Aim: Rewrite all of the records, switching each "Locate" to "Find" and keeping everything else the same. Omit the pictures from your answer.

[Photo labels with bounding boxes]
** begin **
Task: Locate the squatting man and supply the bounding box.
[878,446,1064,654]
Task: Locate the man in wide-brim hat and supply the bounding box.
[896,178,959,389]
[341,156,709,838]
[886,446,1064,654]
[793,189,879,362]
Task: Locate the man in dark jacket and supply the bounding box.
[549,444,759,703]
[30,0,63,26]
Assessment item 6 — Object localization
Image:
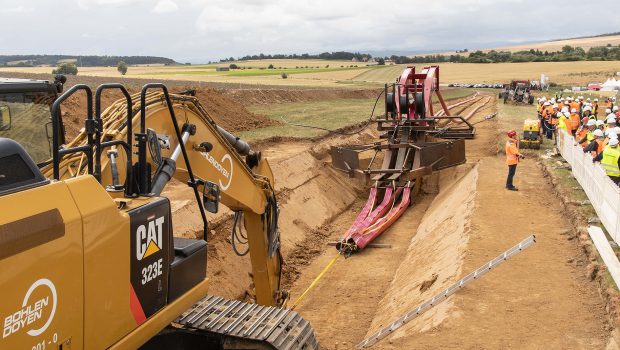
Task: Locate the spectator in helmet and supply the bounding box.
[592,134,620,185]
[583,129,605,157]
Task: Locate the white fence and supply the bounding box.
[557,130,620,243]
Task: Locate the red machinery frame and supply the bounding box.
[332,66,475,256]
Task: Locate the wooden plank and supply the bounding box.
[588,226,620,288]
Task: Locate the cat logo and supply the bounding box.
[136,216,164,260]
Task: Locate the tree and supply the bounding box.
[116,61,127,75]
[52,62,77,75]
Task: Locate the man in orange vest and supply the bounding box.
[583,129,605,157]
[570,107,588,135]
[506,130,525,191]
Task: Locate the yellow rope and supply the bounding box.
[291,253,340,310]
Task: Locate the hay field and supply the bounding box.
[0,60,620,88]
[0,59,377,87]
[353,61,620,85]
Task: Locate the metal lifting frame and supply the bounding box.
[331,66,475,256]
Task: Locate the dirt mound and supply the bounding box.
[218,88,382,106]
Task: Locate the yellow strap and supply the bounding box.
[291,253,340,310]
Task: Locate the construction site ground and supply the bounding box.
[46,73,612,349]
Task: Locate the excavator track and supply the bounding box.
[167,296,319,350]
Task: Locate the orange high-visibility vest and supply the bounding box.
[570,113,580,130]
[590,139,605,157]
[506,139,519,165]
[577,127,588,147]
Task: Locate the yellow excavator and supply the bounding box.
[0,76,319,350]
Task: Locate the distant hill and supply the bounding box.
[434,33,620,56]
[0,55,177,67]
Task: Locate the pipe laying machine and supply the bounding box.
[331,66,475,256]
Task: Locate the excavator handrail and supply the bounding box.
[95,83,135,197]
[139,83,208,242]
[52,84,99,180]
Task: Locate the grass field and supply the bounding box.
[0,60,620,88]
[240,89,474,141]
[353,61,620,85]
[239,98,385,141]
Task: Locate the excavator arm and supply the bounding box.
[42,84,286,306]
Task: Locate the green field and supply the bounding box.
[240,89,474,141]
[142,66,368,77]
[240,98,384,141]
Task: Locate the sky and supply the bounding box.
[0,0,620,63]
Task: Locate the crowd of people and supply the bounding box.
[537,96,620,184]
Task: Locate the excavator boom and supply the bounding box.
[0,79,318,349]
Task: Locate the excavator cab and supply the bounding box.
[0,82,318,350]
[0,75,66,165]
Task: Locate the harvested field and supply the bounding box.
[1,73,377,139]
[353,61,620,86]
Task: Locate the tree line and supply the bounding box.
[220,51,372,62]
[0,55,177,67]
[385,45,620,64]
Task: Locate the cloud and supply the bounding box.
[153,0,179,13]
[77,0,152,10]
** end **
Written answer:
Task: Find the squatting man and supply the bounding box.
[878,446,1064,654]
Task: Find the man in wide-brim hat and supply the bounding box.
[896,178,959,389]
[341,156,709,838]
[886,446,1064,654]
[793,189,879,362]
Task: Find the man in dark jacket and supply the bounding box.
[549,444,759,703]
[30,0,63,26]
Assessment item 6 — Object localization
Image:
Task: Find the spectator in helmet and supply the bounding box.
[592,134,620,185]
[583,129,605,157]
Task: Find the white fence and supply the bounding box.
[557,130,620,243]
Task: Find the red machinery frame and supply the bounding box.
[332,66,475,256]
Task: Find the wooden plank and supply the bounding box.
[588,226,620,288]
Task: Find the cat logo and supply the bounding box.
[136,216,164,260]
Task: Find the tree and supply the bounding box.
[116,61,127,75]
[52,62,77,75]
Task: Find the man in orange vest and supply the bounding box.
[583,129,605,157]
[570,107,588,135]
[506,130,525,191]
Task: Find the yellow rope and supply the bounding box.
[291,253,340,310]
Task: Find the hay field and supply the bounding box.
[0,60,620,88]
[0,59,377,87]
[353,61,620,85]
Task: Find the metal lifting frame and supply the bounding box.
[331,66,475,256]
Task: Find the dirt mound and supply the bounding box.
[218,88,382,106]
Task: Find the yellow strap and supply the bounding box.
[291,253,340,310]
Task: Find the construction site ground and supply the bounding box.
[46,73,612,349]
Task: Find the excavator track and supply the bounding box.
[167,296,319,350]
Task: Find the orange high-visibility vest and supply the bounding box.
[570,113,580,130]
[590,139,605,157]
[506,139,519,165]
[577,127,588,147]
Task: Find the yellow excavator and supply the bounding box.
[0,76,319,350]
Task: Find the distant hill and supply the bounding box.
[434,33,620,56]
[0,55,177,67]
Task: Find the pipe laying machine and supply the bounding box.
[331,66,475,256]
Task: Find the excavator handrail and supply the bounding box.
[95,83,135,197]
[139,83,208,242]
[52,84,99,180]
Task: Find the grass field and supply the bounding box.
[0,60,620,88]
[240,89,474,141]
[353,61,620,85]
[239,98,385,141]
Task: Find the excavator arm and supply the bounding box.
[42,84,286,306]
Task: Find the green field and supply the bounding box.
[240,89,474,141]
[142,66,368,77]
[240,98,384,141]
Task: Find the sky and supply the bounding box.
[0,0,620,63]
Task: Find the crowd of people and supply the bounding box.
[537,96,620,184]
Task: Find the excavator boom and supply the bounding box.
[0,79,318,349]
Task: Find the excavator cab and supply the bounding box.
[0,82,318,350]
[0,75,66,165]
Task: Find the harvested field and supply the bounding box.
[1,73,377,139]
[353,61,620,86]
Task: Find the tree line and supply the bounding box.
[220,51,372,62]
[0,55,177,67]
[385,45,620,64]
Task: Find the cloud and supply the bounding box.
[153,0,179,13]
[77,0,152,10]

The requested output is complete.